**Metin Bölümü:**
==========

Zafer İşeri - dusunce@milliyet.com.tr / Nafaka, kişinin yaşamını idame ettirmek ve temel ihtiyaçlarını (barınma, eğitim, kültür, ulaşım v.b.) karşılamak üzere kanuni bir yükümlülük olarak, belirli aralıklarla hükmedilen paradır. Türk Medeni Kanunu’nda düzenlenen nafaka, boşanma yüzünden yoksulluğa düşecek taraf, kusuru daha ağır olmamak koşuluyla geçimi için diğer taraftan mali gücü oranında nafaka isteyebilir, şeklinde düzenlenmiştir. Nafaka boşanma davası ile birlikte istenebileceği gibi boşanma davası olmaksızın da istenebilir. Mevzuata göre boşanma davasında tarafların nafaka isteminde kusur şartı vardır, eşlerden birinin nafaka alması için kusurunun diğer tarafa oranla az olması ya da diğer taraf ile kusurunun eşit olması gerekmektedir.
Tedbir nafakası
Türk hukuk sistemimizde dört çeşit nafaka vardır, bunlar: tedbir, iştirak, yoksulluk ve yardım nafakalarıdır. Tedbir nafakası, boşanma veya ayrılık davası açılınca mahkeme tarafından, davanın süresi boyunca gerekli olan, özellikle eşlerin barınmasına, geçimine, eşlerin mallarının yönetimine ve çocukların bakım ve korunmasına ilişkin geçici önlemleri re’sen (kendiliğinden) aldığı nafaka türüdür. Tedbir nafakası taraflardan birinin, boşanma davası nedeniyle zor duruma düştüğü ya da düşebileceği hallerde gündeme gelmektedir. Görüldüğü üzere tedbir nafakasında talebe gerek yoktur, aynı zamanda tedbir nafakasında kusur da dikkate alınmaz. Boşanma veya ayrılık davası süresi boyunca, maddi olarak zor duruma düşecek eşin kusuru, diğer eşin kusurundan ağır olsa dahi tedbir nafakasından faydalanabilecektir. Bunun nedeni, henüz boşanma ya da ayrılık davası sonuçlanmadığı için eşlerin evlilik birliği devam etmektedir şeklinde yorumlanmasıdır. Boşanma davası sırasında takdir edilen tedbir nafakası kararın kesinleşmesiyle birlikte sona ermektedir.

==========

**Ham Veriler:**
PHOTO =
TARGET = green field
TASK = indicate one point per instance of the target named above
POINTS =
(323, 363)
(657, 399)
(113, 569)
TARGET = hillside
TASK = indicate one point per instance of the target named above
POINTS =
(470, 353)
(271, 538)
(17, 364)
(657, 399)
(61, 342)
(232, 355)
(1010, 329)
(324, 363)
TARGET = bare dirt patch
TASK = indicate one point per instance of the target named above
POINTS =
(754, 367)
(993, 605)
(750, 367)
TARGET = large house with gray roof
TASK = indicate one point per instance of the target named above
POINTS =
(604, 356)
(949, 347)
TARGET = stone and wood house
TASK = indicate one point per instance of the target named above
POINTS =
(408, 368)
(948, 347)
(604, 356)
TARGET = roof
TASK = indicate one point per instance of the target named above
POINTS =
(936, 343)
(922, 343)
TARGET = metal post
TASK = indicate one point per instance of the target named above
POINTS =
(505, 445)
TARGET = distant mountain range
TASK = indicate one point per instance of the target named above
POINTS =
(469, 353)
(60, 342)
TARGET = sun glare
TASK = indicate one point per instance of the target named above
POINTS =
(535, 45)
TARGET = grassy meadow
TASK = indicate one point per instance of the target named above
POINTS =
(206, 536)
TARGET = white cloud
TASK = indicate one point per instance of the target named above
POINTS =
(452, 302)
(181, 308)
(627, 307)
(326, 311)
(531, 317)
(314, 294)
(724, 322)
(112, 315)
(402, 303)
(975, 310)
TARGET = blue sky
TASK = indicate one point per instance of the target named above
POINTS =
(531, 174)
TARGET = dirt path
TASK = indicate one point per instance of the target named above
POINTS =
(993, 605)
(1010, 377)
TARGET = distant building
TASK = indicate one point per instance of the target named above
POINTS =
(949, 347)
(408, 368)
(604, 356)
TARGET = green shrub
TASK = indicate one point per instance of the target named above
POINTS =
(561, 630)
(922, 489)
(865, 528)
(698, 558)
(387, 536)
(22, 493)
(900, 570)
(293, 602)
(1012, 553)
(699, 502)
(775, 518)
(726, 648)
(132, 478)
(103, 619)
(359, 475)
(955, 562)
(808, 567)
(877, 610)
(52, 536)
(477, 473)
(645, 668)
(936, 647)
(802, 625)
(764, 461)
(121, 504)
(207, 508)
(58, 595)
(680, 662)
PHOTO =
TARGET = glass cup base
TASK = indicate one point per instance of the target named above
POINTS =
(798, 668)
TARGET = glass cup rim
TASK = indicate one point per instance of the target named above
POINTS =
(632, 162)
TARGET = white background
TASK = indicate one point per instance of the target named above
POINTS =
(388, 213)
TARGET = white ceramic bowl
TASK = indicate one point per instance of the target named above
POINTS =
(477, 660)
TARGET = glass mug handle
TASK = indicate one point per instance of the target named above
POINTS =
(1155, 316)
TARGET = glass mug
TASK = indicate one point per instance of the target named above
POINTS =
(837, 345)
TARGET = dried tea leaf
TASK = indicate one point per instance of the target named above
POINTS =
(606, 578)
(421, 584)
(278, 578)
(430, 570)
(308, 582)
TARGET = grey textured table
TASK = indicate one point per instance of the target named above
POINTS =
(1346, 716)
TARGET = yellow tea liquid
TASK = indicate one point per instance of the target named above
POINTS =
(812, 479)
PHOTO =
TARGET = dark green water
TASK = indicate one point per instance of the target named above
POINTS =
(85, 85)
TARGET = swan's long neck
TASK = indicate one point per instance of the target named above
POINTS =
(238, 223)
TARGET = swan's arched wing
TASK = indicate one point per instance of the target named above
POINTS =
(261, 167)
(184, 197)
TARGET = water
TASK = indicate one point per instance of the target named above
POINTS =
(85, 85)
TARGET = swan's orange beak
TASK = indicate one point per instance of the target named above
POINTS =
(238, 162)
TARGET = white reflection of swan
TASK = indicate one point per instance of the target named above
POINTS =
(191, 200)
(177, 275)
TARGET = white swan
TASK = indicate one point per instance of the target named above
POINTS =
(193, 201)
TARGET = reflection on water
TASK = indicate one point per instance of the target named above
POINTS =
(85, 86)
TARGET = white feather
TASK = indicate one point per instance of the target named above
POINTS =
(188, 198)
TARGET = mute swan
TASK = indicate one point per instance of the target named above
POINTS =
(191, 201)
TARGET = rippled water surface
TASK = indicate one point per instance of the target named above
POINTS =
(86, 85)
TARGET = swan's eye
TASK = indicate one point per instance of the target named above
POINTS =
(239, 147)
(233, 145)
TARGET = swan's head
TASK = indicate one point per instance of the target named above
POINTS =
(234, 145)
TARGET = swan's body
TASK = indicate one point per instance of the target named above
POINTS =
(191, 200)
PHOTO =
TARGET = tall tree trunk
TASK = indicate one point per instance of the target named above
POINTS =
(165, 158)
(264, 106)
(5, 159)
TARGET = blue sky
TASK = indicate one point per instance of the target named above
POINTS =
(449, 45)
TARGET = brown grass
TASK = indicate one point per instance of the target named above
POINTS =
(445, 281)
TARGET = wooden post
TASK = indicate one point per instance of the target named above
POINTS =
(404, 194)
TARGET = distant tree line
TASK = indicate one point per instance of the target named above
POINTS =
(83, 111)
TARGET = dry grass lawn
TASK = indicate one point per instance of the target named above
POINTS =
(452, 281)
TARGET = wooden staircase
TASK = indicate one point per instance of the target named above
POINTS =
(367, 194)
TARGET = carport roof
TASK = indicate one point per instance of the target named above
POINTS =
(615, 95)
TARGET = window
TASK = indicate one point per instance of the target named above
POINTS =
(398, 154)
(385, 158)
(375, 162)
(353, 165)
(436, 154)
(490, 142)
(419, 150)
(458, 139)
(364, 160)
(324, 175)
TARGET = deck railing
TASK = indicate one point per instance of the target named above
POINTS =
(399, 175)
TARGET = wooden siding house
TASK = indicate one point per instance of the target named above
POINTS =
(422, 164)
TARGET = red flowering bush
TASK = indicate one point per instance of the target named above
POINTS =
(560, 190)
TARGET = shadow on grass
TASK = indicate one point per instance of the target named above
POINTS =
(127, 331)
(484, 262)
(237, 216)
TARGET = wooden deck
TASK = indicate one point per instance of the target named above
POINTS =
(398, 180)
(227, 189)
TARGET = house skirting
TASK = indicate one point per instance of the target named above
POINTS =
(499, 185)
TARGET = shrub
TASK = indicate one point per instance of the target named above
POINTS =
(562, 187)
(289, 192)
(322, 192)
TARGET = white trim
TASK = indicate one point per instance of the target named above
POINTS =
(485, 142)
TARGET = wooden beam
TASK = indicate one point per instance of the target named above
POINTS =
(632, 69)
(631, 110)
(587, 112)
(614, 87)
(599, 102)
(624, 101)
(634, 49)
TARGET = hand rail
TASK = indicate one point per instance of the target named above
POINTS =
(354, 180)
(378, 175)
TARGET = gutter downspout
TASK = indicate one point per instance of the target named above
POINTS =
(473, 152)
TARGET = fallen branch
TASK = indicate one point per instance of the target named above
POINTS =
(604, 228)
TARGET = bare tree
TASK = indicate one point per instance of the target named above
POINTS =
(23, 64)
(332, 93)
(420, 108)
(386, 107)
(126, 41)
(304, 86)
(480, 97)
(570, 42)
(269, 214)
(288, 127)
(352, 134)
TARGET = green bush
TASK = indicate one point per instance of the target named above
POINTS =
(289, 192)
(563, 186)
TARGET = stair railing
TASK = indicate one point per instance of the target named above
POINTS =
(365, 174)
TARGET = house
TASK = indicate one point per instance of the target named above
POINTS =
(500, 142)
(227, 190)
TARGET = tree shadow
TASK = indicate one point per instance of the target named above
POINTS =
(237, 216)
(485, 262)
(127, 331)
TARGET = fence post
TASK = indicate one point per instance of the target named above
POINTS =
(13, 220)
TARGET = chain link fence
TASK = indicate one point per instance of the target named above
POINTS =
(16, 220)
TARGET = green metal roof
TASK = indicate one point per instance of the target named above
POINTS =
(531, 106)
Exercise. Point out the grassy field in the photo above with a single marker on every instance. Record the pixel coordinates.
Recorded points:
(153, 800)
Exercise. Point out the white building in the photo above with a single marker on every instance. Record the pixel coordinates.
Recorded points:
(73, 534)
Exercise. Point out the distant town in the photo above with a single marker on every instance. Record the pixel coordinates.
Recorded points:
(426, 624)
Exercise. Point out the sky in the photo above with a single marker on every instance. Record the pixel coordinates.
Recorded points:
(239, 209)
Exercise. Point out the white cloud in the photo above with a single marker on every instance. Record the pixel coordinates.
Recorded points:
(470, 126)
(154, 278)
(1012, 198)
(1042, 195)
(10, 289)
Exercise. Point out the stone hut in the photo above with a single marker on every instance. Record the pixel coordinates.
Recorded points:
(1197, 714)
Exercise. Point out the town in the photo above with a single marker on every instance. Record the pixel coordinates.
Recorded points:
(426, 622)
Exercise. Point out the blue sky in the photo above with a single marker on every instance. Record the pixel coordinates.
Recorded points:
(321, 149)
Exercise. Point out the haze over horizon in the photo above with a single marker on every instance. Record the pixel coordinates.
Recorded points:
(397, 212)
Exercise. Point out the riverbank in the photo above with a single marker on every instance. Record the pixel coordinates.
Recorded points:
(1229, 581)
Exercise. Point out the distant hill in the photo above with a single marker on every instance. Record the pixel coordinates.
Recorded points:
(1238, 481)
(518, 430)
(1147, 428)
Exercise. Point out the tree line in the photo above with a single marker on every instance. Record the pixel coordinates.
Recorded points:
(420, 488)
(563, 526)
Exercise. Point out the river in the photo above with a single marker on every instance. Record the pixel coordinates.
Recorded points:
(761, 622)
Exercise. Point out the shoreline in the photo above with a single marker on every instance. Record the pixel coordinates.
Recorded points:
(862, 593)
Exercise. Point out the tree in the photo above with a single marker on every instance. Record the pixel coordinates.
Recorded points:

==========

**Yönergeler:**
**1.** Metindeki “Türk hukuk sistemimizde dört çeşit nafaka vardır” diye başlayan paragrafı, ana bilgilerini koruyarak kısa bir madde listesine dönüştürür müsünüz?
**2.** Metne göre şu soruları yanıtlar mısınız?
(a) Nafaka, boşanma davası olmadan da istenebilir mi?
(b) Türk hukuk sisteminde kaç çeşit nafaka vardır?
(c) Boşanma davası sırasında takdir edilen tedbir nafakası ne zaman sona erer?
Yalnızca metindeki bilgilere dayanın.

**Görev Yanıtları:**
**1.**
- Türk hukukunda dört nafaka türü vardır: tedbir, iştirak, yoksulluk ve yardım nafakası.
- Tedbir nafakası, boşanma veya ayrılık davası açılınca mahkemenin dava süresince re'sen aldığı geçici önlemlerle ilgilidir. Bu önlemler özellikle eşlerin barınmasını, geçimini, mallarının yönetimini ve çocukların bakım ve korunmasını kapsar.
- Taraflardan biri dava nedeniyle zor duruma düştüğünde ya da düşebilecek olduğunda gündeme gelir.
- Talep gerekmez ve kusur dikkate alınmaz. Kusuru diğerinden ağır olan eş de yararlanabilir.
- Bunun nedeni, dava sonuçlanmadığı için evlilik birliğinin devam ettiği yorumudur.
- Kararın kesinleşmesiyle sona erer.

**2.**
(a) Evet, nafaka boşanma davası olmaksızın da istenebilir.
(b) Dört çeşit nafaka vardır.
(c) Kararın kesinleşmesiyle birlikte sona erer.